You have to hand it to inflation-weary consumers: They maintain some perspective on their higher-than-it-used-to-be grocery spend—especially when they’re looking to justify acceptable indulgences.

With restaurant prices rising throughout 2022, too, most any made-at-home or grab-and-go meal or snack remained a bargain relative to its restaurant counterpart. That reality ­eased sticker shock somewhat for consumers who opted for the convenience of an $18 heat-and-eat pan of teriyaki chicken from a grocery refrigerated case rather than fast-casual takeout for their family on a given weeknight; it also made “soft splurges” in grocery more permissible for shoppers and a win for retailers.

Look at the humble sandwich, Parker advises. With U.S. consumers heading back to the office more often in 2022 and into 2023, more lunches are happening away from home. That may prime the pump for foodservice spend in forlorn business districts, but it’s not uncommon for a restaurant sandwich to cost $5 to $7 more than a made-at-home version, Parker notes—and for consumers continuing to contend with elevated inflation and economic uncertainty, that’s tough to swallow, often trumping the temptation to ditch the cubicle for a café. (To say nothing of the possible hassles of dealing with an understaffed restaurant.)

This doesn’t mean that consumers are toting PB&J or turkey on white from home every day to get their lunch spend as low as it can go, though. Rather, they’re saving a few bucks over the price of a restaurant lunch by splurging on grocery deli offerings.

As of October, the average per-trip spend on a deli-prepared sandwich at retail was $5.76, up 14% year over year, IRI found. That compares with an average spend of:

  • $6.89 on a restaurant sandwich (up 4% YoY)
  • $5.32 on a sandwich made with deli-sliced meats and cheeses and deli bread/rolls (up 14%), and
  • $3.69 on a sandwich made with packaged lunchmeat/cheese and center-store bread (up 14%)

The strongest growth across sandwiches, according to IRI, was in the two middle iterations: deli-prepared sandwiches and sandwiches made at home using deli-sliced proteins and fresh-baked (vs. center-store) breads.

Given data>
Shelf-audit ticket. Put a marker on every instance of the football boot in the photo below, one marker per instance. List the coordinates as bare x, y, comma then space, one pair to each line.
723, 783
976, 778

---

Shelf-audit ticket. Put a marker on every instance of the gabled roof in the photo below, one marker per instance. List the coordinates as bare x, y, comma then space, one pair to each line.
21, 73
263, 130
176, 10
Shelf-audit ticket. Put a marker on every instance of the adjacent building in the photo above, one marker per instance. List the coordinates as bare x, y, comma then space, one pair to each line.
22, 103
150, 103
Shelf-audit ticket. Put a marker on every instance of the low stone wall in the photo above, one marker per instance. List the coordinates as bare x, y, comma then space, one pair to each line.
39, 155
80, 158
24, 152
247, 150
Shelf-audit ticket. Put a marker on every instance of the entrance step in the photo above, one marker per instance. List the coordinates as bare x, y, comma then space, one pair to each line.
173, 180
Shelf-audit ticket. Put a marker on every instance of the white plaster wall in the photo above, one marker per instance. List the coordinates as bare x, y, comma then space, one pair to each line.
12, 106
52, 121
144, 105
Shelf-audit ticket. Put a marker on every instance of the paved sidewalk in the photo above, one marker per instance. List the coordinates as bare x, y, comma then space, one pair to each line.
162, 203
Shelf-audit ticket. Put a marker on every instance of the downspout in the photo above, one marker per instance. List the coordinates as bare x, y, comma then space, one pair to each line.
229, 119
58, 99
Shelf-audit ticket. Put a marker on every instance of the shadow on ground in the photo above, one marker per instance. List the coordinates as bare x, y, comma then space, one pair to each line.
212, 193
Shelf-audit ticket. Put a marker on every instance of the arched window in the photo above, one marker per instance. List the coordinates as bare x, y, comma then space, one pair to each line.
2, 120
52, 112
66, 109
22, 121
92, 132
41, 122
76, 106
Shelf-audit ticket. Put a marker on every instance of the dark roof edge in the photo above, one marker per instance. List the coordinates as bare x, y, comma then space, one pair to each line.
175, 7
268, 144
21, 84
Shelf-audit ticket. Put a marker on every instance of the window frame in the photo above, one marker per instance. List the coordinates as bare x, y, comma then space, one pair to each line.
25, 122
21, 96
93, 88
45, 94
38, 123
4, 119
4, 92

Parts of the exercise>
A) Translate this sentence from the article on grocery sandwich spending into Spanish: "Rather, they’re saving a few bucks over the price of a restaurant lunch by splurging on grocery deli offerings."
B) Continue the article on grocery sandwich spending from its final sentence.
The entries aren't needed for what follows.

Answers to each task>
A) Más bien, están ahorrando unos cuantos dólares respecto al precio de un almuerzo en un restaurante al darse un gusto con los productos de la sección de delicatessen del supermercado.

B)
Restaurant sandwich purchases fell in 2022, IRI reported, whereas purchases of higher-end, make-your-own sandwich fixings rose. A high-quality sandwich is a satisfying soft splurge for consumers, Parker indicated—cheaper than a restaurant version and made to their exact ingredient preferences, but more of a “treat” than something made just with processed packaged lunchmeats (which saw prices spike nearly 20% over 2021 levels anyhow).

Plus, with pre-packed, deli-sliced meats and cheeses, “You don’t have to wait in line; you don’t have to interact with the clerk,” Parker pointed out. That may not be a selling point for older shoppers, but it is for many Millennials and Gen Z consumers, who want to get in and get out and are happy to skip the conversation. “That’s (the option) having the fastest growth—(it’s) ‘I want to make it my own, but I don’t want the cheapest option,’” she said.

And what’s true in deli is true down the aisle in the regular meat department, too, Parker indicated: Even IRI’s own analysts were surprised in 2022 by “how much we heard within the industry, anecdotally, the importance of higher-end, quality meat cuts, even if [consumers] were of moderate to medium income.”

As Parker has made the point before, consumers aren’t just looking to combat inflation within the grocery store; they’re also still looking to manage their food spending across all channels where they buy food. And a splurge on a nice roast for a special gathering remained a more-affordable alternative to a special-occasion restaurant.

Dollar sales for fresh meat were up in December vs. the year-ago period, unsurprisingly, thanks to inflation’s price bump earlier in 2022, but volumes rose, too—over 2021 and over 2019.